• [ACTIONS TO TAKE]
1) In the visa forum thread, why did most posters advise Kaursingh to withdraw the application?
2) Carry on the visa forum thread from the point where it stops.

# START OF EXTRACT PROVIDED

Kaursingh, you're not focusing! There is a different between a refusal and refusal with PIC 2040. Ordinary s57 and a refusal won't be banned and can reapply again whereas s57 + PIC 2040 and a refusal will be banned from applying of any kind of visa. That's why most of us have advised you to withdraw your application.


----------



## ga2au (Aug 16, 2019)

Hamadeh said:


> Kaursingh said:
> 
> 
> > I don't think so. Lots of people got visa after so many refusal or s57
> ...


Its actually refused (first application), he did have a new application with a different occupation. And he thinks nothing will happen because its a "DIFFERENT" application. 🏻


----------



## Kaursingh (Jul 27, 2020)

thanks i understand. I will withdraw 
Hopefully it will not effect 491


----------



## Hamadeh (Jul 9, 2018)

Good! Yet, keep in mind if you claim points for past experience, it will affect your future 491 or any visa as long as you're claiming them from work experience. If I were you, I'd avoid claiming any work experience points and try to claim them from IELTS or PTE.

# END OF EXTRACT PROVIDED
# START OF EXCERPTED DATA

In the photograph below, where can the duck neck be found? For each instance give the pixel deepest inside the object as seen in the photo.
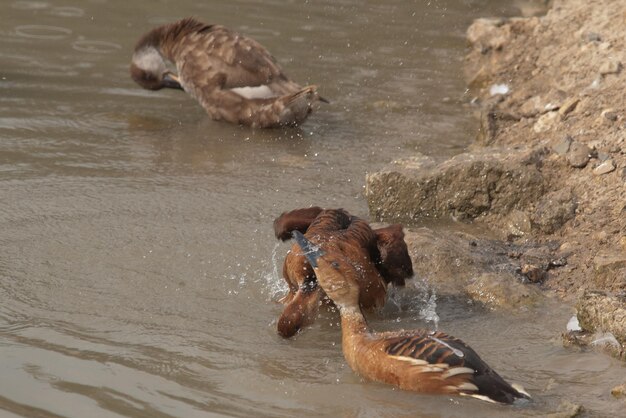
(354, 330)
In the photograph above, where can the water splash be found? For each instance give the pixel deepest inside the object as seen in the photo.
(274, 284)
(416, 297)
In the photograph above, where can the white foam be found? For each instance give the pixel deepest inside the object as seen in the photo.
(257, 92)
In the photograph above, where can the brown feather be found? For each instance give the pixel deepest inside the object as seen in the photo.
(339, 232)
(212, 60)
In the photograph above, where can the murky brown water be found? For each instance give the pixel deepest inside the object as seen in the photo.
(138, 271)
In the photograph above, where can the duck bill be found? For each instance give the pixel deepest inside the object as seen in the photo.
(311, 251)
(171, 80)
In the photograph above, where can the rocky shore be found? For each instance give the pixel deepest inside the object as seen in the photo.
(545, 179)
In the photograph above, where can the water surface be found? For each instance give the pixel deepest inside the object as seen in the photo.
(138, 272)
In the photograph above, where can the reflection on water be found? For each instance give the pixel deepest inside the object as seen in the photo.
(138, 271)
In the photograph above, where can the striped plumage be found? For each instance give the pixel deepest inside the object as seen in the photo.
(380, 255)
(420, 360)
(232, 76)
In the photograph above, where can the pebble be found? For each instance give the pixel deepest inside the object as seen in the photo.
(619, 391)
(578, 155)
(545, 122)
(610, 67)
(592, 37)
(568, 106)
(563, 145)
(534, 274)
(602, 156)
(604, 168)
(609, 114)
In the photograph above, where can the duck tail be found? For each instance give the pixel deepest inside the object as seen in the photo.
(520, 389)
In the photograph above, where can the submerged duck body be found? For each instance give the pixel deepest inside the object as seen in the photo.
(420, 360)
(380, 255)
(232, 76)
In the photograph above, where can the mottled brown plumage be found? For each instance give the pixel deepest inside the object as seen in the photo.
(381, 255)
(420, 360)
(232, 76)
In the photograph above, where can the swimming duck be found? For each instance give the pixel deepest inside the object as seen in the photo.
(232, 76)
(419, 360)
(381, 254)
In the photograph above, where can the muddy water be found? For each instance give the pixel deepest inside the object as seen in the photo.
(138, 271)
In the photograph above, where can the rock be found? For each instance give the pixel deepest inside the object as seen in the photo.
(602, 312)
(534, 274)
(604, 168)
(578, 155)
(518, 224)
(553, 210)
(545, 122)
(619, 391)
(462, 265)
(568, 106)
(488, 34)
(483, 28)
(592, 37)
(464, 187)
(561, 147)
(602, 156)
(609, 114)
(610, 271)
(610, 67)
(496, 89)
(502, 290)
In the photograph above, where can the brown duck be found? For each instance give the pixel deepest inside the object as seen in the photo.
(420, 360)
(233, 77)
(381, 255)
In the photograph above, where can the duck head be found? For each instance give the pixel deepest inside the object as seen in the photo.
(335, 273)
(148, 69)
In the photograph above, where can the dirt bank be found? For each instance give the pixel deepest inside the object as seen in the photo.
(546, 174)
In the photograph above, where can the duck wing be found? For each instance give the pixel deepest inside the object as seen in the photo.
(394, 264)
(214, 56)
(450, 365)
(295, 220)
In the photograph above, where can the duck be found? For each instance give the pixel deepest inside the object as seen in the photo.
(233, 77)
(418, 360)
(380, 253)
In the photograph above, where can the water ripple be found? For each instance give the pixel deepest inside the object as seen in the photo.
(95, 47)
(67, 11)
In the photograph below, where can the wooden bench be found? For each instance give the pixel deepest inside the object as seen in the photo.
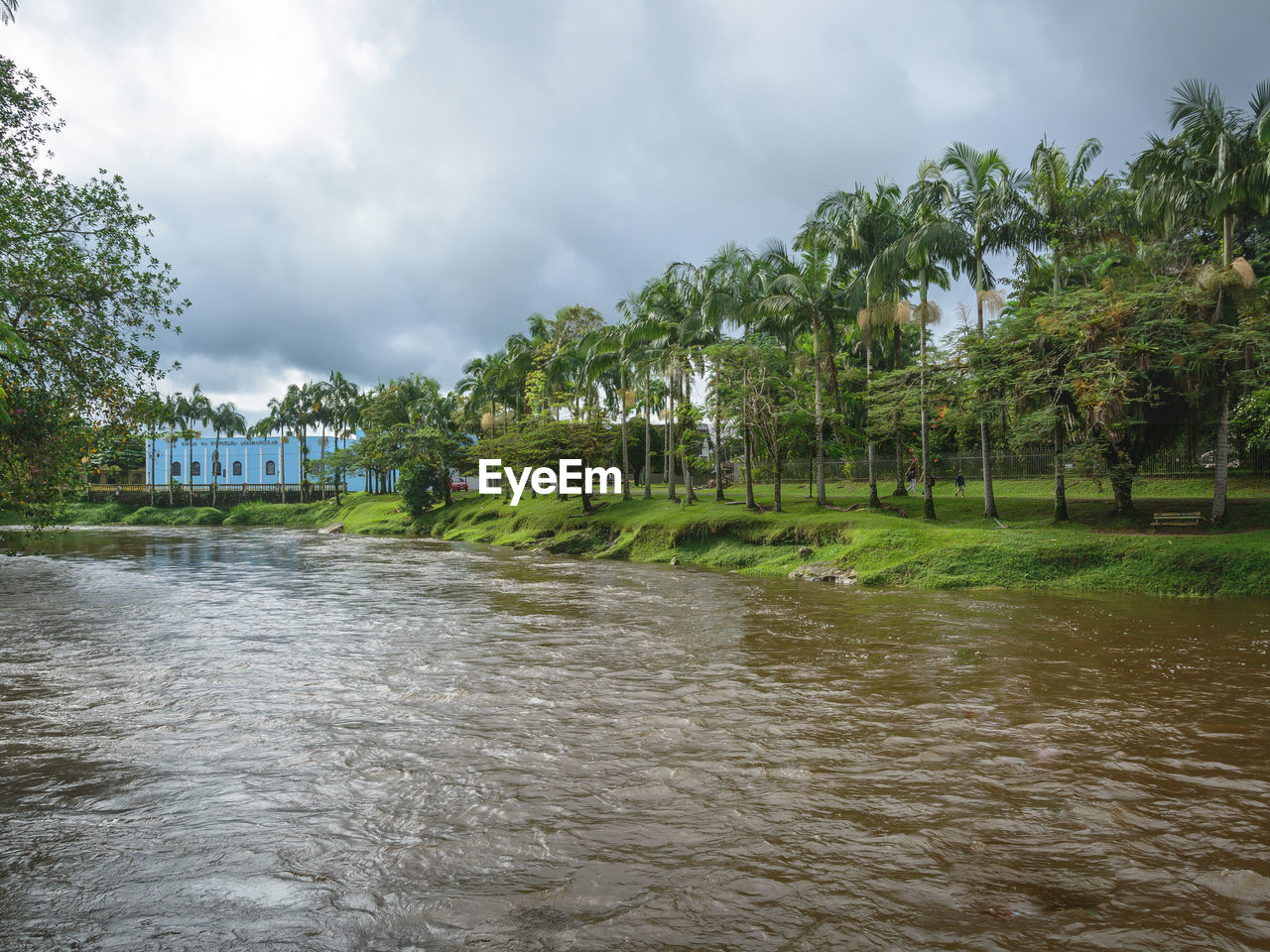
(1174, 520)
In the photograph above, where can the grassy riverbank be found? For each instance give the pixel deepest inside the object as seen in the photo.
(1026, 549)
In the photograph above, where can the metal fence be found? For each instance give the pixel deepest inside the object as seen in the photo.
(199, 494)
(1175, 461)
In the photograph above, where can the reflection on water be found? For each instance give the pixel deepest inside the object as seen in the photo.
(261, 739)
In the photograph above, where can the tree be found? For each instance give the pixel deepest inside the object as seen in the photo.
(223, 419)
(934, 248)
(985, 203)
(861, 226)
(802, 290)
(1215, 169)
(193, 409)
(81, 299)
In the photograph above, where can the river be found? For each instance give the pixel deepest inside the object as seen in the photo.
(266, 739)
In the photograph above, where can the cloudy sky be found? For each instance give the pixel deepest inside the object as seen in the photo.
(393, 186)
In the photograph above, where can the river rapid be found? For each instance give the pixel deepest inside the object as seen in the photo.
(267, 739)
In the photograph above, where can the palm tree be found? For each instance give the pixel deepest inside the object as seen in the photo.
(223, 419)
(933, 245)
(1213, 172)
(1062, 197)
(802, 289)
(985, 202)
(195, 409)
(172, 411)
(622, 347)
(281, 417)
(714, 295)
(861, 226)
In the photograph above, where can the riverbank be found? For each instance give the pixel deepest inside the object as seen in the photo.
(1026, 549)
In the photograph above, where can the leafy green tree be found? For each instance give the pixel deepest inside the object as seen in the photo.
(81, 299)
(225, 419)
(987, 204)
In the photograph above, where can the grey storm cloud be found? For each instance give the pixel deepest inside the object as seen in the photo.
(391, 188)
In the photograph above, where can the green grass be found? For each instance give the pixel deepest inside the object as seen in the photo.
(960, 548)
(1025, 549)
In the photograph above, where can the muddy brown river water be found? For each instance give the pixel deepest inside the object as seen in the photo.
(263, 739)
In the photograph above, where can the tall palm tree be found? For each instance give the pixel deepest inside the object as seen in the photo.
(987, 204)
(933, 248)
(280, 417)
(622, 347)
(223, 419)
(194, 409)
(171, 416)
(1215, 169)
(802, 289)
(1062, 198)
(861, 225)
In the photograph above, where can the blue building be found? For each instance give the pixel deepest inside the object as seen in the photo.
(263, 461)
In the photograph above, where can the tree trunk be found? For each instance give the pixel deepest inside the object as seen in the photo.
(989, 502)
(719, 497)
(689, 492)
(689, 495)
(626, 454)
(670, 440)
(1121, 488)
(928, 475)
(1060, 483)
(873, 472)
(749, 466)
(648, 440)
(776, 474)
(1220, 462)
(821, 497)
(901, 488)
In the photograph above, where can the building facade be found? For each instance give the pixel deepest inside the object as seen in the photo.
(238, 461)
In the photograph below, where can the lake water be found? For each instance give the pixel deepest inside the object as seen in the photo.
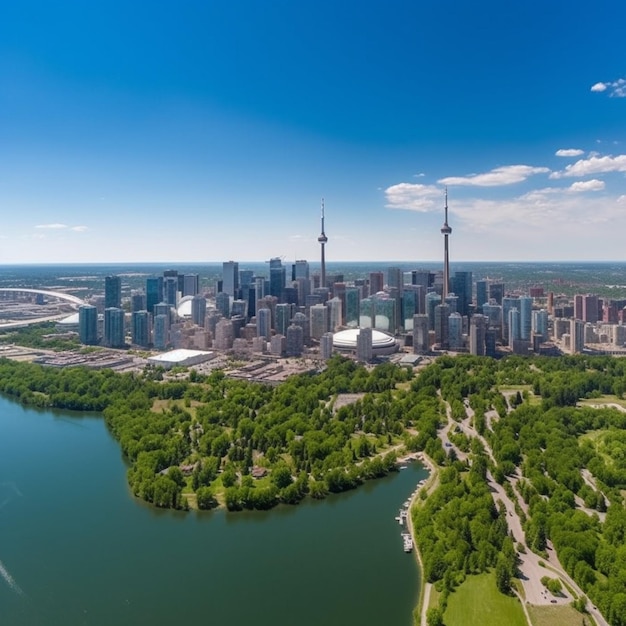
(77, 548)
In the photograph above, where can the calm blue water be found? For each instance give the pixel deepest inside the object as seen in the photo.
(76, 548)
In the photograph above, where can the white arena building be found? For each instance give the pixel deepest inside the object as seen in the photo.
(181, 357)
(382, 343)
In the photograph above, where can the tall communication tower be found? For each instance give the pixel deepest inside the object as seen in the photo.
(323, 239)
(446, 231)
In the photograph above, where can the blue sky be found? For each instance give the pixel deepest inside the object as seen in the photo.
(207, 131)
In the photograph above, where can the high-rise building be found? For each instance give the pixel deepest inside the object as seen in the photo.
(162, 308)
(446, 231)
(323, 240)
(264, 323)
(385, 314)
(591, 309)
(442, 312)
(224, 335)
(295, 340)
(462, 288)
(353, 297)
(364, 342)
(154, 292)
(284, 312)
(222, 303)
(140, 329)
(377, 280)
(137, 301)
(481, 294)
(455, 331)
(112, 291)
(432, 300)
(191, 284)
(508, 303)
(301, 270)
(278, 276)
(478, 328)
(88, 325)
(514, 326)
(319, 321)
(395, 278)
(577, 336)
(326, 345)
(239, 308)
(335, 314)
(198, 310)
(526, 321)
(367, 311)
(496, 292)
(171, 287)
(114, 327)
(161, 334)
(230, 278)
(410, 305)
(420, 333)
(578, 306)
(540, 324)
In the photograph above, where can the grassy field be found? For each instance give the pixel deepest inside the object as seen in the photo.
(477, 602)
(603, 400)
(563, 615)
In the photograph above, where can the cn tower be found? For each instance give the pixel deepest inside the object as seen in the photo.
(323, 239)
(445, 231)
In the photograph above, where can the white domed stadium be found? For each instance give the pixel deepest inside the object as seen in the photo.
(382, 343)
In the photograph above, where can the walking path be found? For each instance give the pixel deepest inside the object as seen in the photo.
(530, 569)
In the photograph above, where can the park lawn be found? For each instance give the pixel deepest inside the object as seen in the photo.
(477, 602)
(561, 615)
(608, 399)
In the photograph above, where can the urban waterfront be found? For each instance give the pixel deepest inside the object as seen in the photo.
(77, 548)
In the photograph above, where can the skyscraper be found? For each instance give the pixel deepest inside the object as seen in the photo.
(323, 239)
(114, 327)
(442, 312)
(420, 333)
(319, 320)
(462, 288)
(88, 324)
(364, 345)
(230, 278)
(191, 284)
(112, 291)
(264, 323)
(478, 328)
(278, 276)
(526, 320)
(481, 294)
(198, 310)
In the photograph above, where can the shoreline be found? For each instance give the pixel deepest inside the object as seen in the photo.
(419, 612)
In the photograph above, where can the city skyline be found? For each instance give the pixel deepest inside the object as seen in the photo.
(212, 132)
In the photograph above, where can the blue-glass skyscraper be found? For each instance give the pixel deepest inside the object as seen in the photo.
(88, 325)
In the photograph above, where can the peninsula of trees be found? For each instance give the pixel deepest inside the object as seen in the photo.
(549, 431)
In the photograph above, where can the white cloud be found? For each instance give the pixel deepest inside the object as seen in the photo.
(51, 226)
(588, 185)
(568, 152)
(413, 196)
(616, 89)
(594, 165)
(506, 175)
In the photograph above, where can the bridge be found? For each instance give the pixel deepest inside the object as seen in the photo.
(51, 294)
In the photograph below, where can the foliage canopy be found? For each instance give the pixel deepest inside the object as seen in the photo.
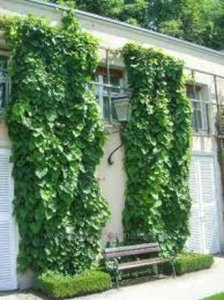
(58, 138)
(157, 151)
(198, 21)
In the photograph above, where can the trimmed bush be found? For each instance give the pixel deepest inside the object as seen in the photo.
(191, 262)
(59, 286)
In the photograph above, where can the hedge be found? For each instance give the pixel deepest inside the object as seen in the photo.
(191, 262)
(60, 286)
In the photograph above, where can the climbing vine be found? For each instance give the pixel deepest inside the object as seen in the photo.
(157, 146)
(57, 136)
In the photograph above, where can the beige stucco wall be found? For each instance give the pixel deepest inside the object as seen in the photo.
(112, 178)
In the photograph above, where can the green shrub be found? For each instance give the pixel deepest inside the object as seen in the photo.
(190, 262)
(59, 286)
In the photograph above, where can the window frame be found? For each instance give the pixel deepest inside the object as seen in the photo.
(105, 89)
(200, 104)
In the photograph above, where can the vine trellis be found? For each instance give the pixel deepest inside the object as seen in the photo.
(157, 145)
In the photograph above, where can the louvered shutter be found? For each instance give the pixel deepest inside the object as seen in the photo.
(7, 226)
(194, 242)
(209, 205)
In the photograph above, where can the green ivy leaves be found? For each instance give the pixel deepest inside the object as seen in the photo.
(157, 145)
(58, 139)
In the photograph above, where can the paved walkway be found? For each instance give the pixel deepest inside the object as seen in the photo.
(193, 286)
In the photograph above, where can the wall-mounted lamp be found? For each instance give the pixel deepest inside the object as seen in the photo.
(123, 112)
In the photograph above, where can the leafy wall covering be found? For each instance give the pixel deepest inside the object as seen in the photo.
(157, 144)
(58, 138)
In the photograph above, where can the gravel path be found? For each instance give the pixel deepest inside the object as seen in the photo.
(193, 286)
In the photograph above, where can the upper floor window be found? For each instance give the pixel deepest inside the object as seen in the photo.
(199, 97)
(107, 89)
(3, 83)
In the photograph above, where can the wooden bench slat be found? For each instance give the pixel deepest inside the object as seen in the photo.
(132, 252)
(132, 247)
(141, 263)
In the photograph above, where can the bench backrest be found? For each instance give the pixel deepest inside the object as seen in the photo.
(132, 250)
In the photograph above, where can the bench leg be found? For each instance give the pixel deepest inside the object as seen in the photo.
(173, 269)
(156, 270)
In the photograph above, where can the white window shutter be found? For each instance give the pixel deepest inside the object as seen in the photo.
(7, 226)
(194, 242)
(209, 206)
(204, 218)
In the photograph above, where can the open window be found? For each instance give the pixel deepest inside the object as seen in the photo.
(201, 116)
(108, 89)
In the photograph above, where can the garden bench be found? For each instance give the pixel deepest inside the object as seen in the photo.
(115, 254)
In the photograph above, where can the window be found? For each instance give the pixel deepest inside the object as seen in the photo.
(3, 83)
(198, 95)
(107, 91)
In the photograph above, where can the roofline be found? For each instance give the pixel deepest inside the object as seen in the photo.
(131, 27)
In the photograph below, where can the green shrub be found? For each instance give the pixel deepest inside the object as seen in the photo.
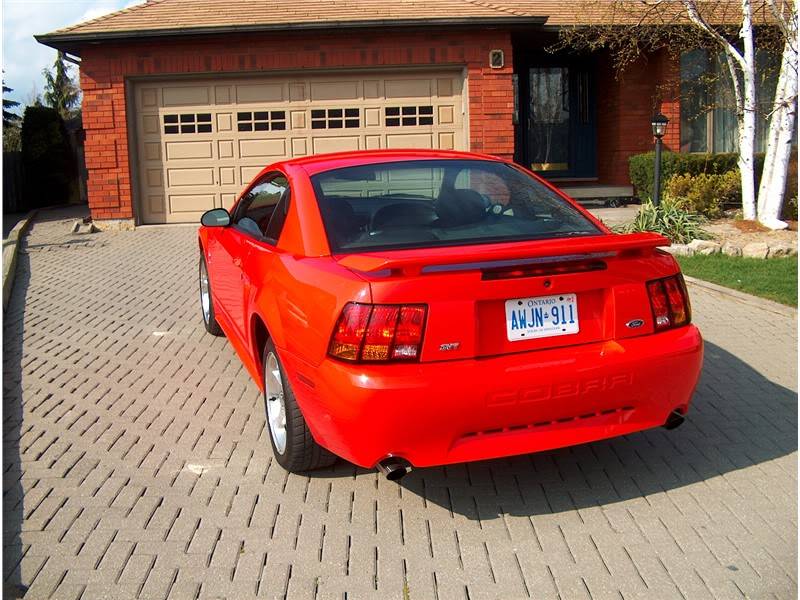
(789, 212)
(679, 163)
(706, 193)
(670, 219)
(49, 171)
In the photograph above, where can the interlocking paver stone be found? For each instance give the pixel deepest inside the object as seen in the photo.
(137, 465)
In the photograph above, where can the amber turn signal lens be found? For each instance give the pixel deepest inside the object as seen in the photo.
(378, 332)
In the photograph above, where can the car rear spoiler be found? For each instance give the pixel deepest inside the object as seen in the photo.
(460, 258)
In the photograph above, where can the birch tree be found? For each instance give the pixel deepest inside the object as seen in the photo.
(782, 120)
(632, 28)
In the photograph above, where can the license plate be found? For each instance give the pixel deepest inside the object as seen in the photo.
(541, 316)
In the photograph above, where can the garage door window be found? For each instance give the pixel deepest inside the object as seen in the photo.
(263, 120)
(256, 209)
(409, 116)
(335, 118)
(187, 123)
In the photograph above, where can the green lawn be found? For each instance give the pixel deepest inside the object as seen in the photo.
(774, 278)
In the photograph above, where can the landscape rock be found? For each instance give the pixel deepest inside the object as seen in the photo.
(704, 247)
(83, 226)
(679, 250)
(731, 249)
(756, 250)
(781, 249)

# END OF EXCERPTED DATA

• [PER-TASK ANSWERS]
1) A refusal with s57 plus PIC 2040 brings a ban on applying for any kind of visa, whereas an ordinary s57 refusal carries no ban and allows reapplying. Withdrawing avoids that ban.

2)
----------



## Kaursingh (Jul 27, 2020)

yes. I Will not even use same skill assessment


----------



## Sarahfrek (Jan 18, 2021)

Hi
I am in a similar boat. Did you apply for another Visa?


----------



## mustafa01 (Jan 29, 2017)

Sarahfrek said:


> Hi
> I am in a similar boat. Did you apply for another Visa?


The OP completely messed up and I think he does still does not understand the consequences of a refusal with S57-PIC4020.

What happened with your application and for what reason did you received s57?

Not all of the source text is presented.